## Passage provided
----------

New York: 'You were sleeping on floors'

Being in transit is a pattern that has continued in Thomas' life to this day. After taking a "recording vacation" with stops in New York; Providence, R.I.; Louisville and Boston, which resulted in the band's first national release, All Your Summer Songs on the Champaign, Ill.-based Polyvinyl Record Co., he moved back to Ann Arbor, then Detroit, and recorded Every Night, their second official full-length for Polyvinyl, along with a bunch of seven-inches and CDRs for micro-indies.

A year ago he moved to Portland, Ore., and this past July, he landed back in New York. Thomas doesn't really seem to stay anywhere too long. Sure, he's lived in Ann Arbor and Ypsilanti most of his life. But he's been on the road touring since his late teens.

"The thing about Michigan music that's so amazing is that it's so community oriented, yet not community friendly in a way," Thomas says. "Everybody knows everybody and everybody's in each other's bands, but it's this perpetual underdog vibe. Although people probably secretly really love what you're doing and really look up to you, you would never feel that, because there's such an undercurrent of competition. There's always this struggle so you forget how to not struggle. But [the scene in Detroit] creates a dynamic tension that really makes for some of the most magical, hard-fought things ever."

So he moved to New York — "the most challenging place in the world, in the summertime, when it was hot and terrible, with no money. And I just got a real sense of what it meant to be miserable for a little while," he says, only slightly in jest. He really is broke — something that hit home while watching him scarf down a slice of pizza ... and my leftovers as well. He came to New York with nothing — all his amps and keyboards are still in Michigan. "My drum kit's somewhere in somebody's mom's basement. The limitations become the new canvas," he says, which explains how a 31-year-old musician, who's got at least a hundred songs under his belt, can continue to keep things fresh and interesting.

'It's a very personal record'

Fred and I are joking about how all the songs on his new record, and even the title Fill Up the Room itself, could be construed to be about sex or masturbation. In intention, however, it seems that the songs are more aligned with death — whether it's dying anonymously "on the ocean" or looking down on Earth from a spot snug "in the sides of clouds" or physical decay.

The main "difference" everyone's talking about, however, is Thomas' singing. Several people, usually women, sing most of the band's past catalog. "All those lyrics were kind of written on the fly," he says, "and it was more just a pastiche of different influences," he says. "But this is back to the basement, writing songs as if nobody's ever going to hear them. It's really naked ... about moving around the country, people I love dying ... or falling so deeply in love that it shakes up your whole thoughts about being alive and being in the world. You can't really tell somebody else to try to sing it and make sense of it. It has to be from the core of your being."

But the core of Thomas' being is a pastiche of influences. A longtime record-store worker, he has heard everything. His notorious mix tapes feature the Shaggs next to Orange Juice next to Microphones next to Albert Ayler next to King Tubby next to Linda Perhacs next to Aliyah. There are still plenty of creaky doo-wop moments and handclap dancers on Fill Up, but it's definitely less blatantly bubblegum. It's a grower. But once it's inside you, it's one of those records you'll have on repeat for months.

----------

## Given information

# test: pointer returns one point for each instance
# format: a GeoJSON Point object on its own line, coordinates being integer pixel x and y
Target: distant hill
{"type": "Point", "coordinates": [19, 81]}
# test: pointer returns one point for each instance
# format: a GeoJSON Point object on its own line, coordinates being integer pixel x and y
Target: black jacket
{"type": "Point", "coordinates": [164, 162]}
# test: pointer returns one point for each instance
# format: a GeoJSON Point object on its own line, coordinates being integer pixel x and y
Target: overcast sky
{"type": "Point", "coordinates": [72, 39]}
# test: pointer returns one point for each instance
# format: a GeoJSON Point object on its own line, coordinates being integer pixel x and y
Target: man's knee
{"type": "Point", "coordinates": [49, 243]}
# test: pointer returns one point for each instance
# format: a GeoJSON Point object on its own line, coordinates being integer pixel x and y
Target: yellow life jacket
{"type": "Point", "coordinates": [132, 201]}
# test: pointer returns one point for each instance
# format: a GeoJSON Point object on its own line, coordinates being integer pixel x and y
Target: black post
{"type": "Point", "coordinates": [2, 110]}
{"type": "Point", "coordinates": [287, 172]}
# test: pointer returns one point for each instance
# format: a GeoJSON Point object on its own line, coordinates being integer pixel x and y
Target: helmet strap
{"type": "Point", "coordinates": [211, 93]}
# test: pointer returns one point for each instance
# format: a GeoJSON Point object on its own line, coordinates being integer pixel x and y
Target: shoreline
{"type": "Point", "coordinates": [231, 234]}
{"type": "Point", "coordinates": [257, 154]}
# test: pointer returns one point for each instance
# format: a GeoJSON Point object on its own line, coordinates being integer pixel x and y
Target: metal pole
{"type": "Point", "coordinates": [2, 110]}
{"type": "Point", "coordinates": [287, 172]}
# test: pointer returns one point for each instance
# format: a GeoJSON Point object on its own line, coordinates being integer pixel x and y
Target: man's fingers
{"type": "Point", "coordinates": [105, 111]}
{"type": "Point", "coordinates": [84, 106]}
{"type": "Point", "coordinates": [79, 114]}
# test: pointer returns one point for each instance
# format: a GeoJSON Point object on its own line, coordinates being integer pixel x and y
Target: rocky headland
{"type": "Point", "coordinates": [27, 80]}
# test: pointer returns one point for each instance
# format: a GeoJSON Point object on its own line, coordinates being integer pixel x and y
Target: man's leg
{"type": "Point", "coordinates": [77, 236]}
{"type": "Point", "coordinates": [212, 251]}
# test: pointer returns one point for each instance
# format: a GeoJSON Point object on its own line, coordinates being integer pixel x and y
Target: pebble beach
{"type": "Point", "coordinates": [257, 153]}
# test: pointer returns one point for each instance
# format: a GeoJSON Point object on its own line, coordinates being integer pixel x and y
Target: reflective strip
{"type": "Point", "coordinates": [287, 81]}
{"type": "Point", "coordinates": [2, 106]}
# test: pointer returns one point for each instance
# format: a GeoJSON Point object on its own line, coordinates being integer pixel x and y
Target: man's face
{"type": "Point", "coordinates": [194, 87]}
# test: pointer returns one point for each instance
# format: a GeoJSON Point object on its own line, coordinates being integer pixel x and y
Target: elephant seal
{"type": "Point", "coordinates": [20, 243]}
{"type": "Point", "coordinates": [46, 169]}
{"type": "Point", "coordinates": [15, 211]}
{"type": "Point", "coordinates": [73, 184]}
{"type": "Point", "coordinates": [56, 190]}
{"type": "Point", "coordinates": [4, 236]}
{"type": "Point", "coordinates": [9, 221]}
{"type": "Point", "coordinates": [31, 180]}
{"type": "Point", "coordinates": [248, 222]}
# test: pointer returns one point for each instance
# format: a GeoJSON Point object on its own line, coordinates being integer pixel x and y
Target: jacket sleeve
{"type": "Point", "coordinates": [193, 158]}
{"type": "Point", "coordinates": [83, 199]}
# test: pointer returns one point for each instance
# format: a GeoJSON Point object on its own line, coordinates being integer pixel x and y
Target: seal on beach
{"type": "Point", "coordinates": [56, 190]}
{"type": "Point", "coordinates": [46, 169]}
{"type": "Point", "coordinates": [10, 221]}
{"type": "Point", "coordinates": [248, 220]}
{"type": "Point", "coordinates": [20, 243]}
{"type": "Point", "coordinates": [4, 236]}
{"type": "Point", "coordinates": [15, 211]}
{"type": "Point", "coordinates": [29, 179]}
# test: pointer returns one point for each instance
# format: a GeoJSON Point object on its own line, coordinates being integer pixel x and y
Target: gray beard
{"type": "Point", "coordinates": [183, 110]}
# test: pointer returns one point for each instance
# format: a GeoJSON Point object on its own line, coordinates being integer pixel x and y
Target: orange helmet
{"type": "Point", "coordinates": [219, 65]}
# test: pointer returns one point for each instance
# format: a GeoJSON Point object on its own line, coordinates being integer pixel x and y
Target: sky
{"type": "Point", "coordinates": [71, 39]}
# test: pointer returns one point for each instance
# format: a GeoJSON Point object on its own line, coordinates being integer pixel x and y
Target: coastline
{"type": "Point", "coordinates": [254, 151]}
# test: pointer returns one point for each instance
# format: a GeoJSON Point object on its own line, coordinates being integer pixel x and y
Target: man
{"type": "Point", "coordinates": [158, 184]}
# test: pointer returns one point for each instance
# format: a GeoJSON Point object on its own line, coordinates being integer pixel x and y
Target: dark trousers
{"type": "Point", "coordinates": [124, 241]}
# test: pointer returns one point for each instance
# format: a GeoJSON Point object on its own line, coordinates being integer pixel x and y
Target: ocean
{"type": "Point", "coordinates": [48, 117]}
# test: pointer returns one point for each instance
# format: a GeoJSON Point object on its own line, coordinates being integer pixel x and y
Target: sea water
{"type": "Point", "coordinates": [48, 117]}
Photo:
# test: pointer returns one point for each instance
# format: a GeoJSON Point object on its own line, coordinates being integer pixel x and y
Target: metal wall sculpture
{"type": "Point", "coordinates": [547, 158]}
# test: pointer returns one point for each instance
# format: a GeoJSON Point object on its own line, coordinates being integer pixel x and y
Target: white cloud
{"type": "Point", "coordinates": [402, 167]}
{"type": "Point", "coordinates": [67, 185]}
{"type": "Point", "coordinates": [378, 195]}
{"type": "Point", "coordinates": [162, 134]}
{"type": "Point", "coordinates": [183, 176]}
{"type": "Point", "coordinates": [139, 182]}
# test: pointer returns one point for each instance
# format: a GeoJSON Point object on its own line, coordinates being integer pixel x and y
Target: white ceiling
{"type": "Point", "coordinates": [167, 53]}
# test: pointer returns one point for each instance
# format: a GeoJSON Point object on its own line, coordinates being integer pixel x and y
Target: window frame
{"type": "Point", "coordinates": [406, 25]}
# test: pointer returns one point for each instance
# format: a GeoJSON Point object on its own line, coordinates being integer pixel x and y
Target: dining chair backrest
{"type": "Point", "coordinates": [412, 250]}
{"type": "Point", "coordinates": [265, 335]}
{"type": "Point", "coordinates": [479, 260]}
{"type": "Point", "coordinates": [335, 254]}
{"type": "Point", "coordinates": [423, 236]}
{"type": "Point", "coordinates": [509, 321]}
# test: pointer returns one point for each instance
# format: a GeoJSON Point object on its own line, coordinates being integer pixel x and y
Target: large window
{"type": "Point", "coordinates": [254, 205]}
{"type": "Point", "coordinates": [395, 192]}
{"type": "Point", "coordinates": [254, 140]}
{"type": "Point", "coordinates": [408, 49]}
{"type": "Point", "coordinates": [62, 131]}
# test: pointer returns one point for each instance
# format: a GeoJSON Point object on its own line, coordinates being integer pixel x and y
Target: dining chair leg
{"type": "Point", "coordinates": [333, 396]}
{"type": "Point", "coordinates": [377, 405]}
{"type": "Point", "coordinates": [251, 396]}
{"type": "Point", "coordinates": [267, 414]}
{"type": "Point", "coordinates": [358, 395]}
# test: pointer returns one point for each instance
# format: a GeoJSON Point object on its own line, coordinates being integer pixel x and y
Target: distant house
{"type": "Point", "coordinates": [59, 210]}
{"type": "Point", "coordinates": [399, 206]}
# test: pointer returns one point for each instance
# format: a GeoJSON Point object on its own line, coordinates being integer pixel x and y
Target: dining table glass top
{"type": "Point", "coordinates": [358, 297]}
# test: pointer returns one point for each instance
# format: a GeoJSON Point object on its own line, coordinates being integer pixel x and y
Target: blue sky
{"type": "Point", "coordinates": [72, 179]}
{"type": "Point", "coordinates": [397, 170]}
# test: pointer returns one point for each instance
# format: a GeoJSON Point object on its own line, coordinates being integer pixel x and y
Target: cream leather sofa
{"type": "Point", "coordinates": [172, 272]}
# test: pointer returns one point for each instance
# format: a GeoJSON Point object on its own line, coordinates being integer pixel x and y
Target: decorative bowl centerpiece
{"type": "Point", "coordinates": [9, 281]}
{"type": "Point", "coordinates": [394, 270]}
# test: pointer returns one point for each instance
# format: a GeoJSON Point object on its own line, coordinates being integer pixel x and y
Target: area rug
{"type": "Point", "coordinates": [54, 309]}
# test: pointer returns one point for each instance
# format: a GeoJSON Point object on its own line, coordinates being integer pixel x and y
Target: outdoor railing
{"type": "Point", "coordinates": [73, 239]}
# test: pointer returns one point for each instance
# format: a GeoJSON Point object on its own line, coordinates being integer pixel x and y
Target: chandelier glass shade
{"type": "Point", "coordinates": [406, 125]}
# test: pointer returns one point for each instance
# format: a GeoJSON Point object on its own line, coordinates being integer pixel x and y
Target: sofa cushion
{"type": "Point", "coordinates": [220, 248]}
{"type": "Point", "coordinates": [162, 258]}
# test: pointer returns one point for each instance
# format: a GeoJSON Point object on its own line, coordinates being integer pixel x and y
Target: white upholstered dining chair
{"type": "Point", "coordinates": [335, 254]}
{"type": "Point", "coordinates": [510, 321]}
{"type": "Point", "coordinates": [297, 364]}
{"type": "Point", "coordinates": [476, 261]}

----------

## Requirement 1
Decide whether each statement agrees with the profile of the musician Thomas, answering yes or no and quoting the words that settle it: (a) Thomas moved to Portland, Ore., a year ago. (b) Thomas brought his amps and keyboards with him to New York. (c) Thomas is 31 years old.
## Requirement 2
In the profile of the musician Thomas, what is the title of his new record?
## Requirement 3
Carry the profile of the musician Thomas forward from its final sentence.
The entries have nothing to do with the profile of the musician Thomas.

## Task result 1
(a) Yes: "A year ago he moved to Portland, Ore."
(b) No: "all his amps and keyboards are still in Michigan."
(c) Yes: "a 31-year-old musician"

## Task result 2
Fill Up the Room

## Task result 3
"Fred's a pop visionary," says Calvin Johnson of K Records. "He has a very unique perspective on classic pop music." In Thomas, that means unusual takes on music that "seems normal and ordinary. ... He's drawing from the past, from Modern Lovers to the more recent past but he's moving into the future. He's referencing them in his mind, but it doesn't affect the way he makes music. So it comes out all Fred-istic and, uh, Fred-dazzled."

Often, "visionary" is code for "difficult to work with," but for all the dozens of musicians in SLGTM over the years — folks who might see an ad for a Saturday show in the paper and then not know until sound check that they're expected to show up, if at all — hard feelings are apparently nominal.

Longtime vocalist Betty Marie Barnes describes Thomas as "maybe the funniest person I've ever met. When you travel with people all the time, you know them really well. And sometimes you know them in ways they don't want you to know them. But I think it's always been a really easy collaboration, just being around him and working with him." She says when she heard Thomas would be singing most of the songs on Fill Up, she wasn't hurt or offended; she was excited for him. "I think that he has a voice, and it's important for him to communicate those songs the way he does," she says.


'Canadian chocolate is better'

Fill Up the Room clearly marks a new level of seriousness for the band, and not just content-wise. But it's not the first time they've graced the big time. Radio-ready Saves the Day invited the band on a tour in 2002; Saturday had a song on Newlyweds (it was surreal), and of course there were the much-rumored-about meetings with legendary Sire Records chief Seymour Stein two years ago.

"Different people will say different things about what his visits to Detroit were all about," Thomas says of the period following Stein's signing the Detroit band the Von Bondies. "But I was under the impression he was there to see a bunch of bands play and figure out if he wanted to sign anybody else.

"I was really excited to talk to him because he's been responsible for a lot of bands I love finding their audience, finding their voice. Some people have been like, 'I heard you turned down a million dollar recording contract,' and that's not true. I just had dinner with the guy once and talked to him several times in passing, and he was really smart and sweet and I respect him a lot. But I don't think that our band is ever going to be a major label band. I feel especially now, it has to be about doing what you want to do and staying true to your ideals.

"We have a sturdy fan base," Thomas says. "And people are still hearing about us for the first time."

That fan base was built on a painstakingly individual level. Thomas continues to sell his own merchandise. When he was my neighbor in Detroit a few years ago, I stopped by to find him elbow deep in a box of chocolate. Apparently, a Canadian fan contacted him about buying some records, and he wound up in a trade. "Canadian chocolate is so much better," he said, his mouth full of candy.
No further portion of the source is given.